Your tasks>
**1)** In the ANTLR mailing-list thread, what kind of letter must a lexer rule's name start with?
**2)** Extend the ANTLR mailing-list thread, starting after its last sentence.

Selected excerpt>

Start

[antlr-interest] newbie request for help

Fri Dec 5 08:48:17 PST 2008

On Thu, 2008-12-04 at 22:46 -0800, Kenny Leung wrote:

> Hi All.
> 
> I thought I would get my feet wet by writing a parser for Objective-C  
> type encodings. I thought it would be pretty easy for such a brief  
> "language", but it is turning out to be pretty difficult.
> 
> One of the problems lies in parsing something like this:
> 
>      {vids=^vids}
> 
> which means a struct named "vids", which is composed of void * (^v),  
> int, double, and short.
> 
> After the "{", I need to interpret vids as a single token, and after  
> the "=", I need to interpret the characters as separate tokens.
> 
> One of the interesting things I found was that this is legal:
> 
>      NUMBER : '0'..'9';
> 

This is a lexer rule that turns a stream of characters into a token for
the parser. Lexer rules start with an upper case letter.

> but this is not:
> 
>      number : '0'..'9';

This is a parser rule (starts with a lower case letter. Hence you cannot
use ranges because you cannot guarantee that the two separate tokens '0'
and '9', which this rule auto-creates, have any meaning as a range. 

> 
> I bumped into this because I thought I'd "inline" the rule for the  
> name after the "{". Can someone explain this?
> 
> Is there a way I can say, "use tokenizer rule A after the "{", but use  
> tokenizer rule B after the "=".

No. The lexer (all the UpperCase rules) runs first and creates all the
tokens, then the parser runs (all the lowerCase rules) against the
pre-determined tokens.

The thing that almost everyone runs in to is that the parser cannot
influence the lexer as the lexer has already run. Don't use 'XXX' in
your parser rules, create a token:

XXX : 'XXX'

and use the symbol XXX in your parser rules.

End

Dataset section>

Start

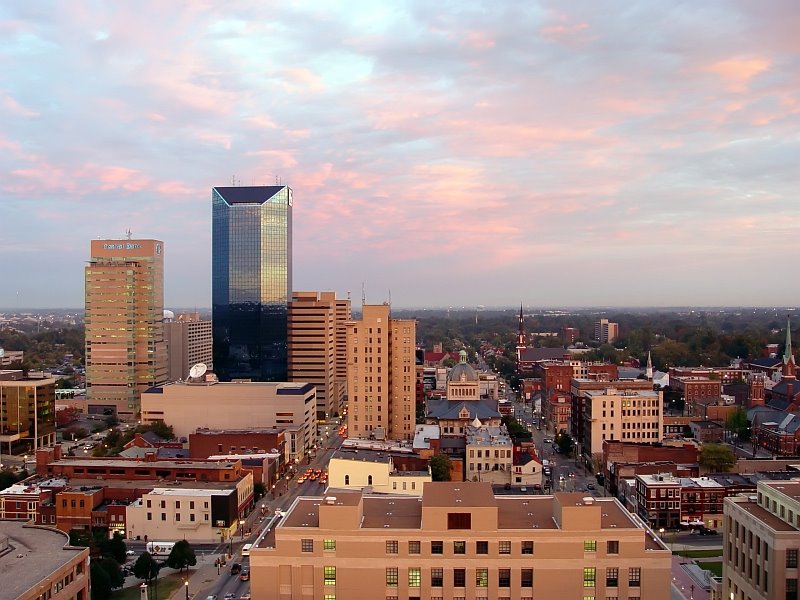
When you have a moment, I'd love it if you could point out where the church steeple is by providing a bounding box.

End

The responses>
**1)** An upper case letter.

**2)**
For problems like the above you need a rule set something like:

// Lexer
POINT : '^' ;
OPEQ : '=';
LBRACE : '{';
RBRACE: '}';
ID : ('a'..'z'|'A'..'Z') +;
WS : (' '|'\t')+ { $channel=HIDDEN; }

// Parser
struct : LBRACE ID OPEQ structSpec RBRACE ;

strcutSpec : ( i=ID { checkIdChars($i.text); } | p=POINT
{ checkPointer(); )+ ;

Instead of trying to get the individual characters of the type spec,
just consume as a set of natural tokens, then separate everything out
afterwards, or you will get into a mess. Don't try to think of hte
paresr in human terms, try to think of what the easiest token set to
produce is, then what this stream of tokens is going to look like in the
parser. The parser should accept any syntax that is potentially valid
and apply semantic checks. For instance above, any ID is accepted, then
you check the character spec. This allows you to issue an error such as:
"Invalid type specification character at line n, offset y", instead of
"Syntax error."

Make sure you read the FAQs and getting started articles on the Wiki,
and if you have the money, buy the book. Inspecting the example grammars
and contributed grammars is a good idea too.

Jim

> 
> AntlrWorks has been great for learning by playing. Thanks for any help!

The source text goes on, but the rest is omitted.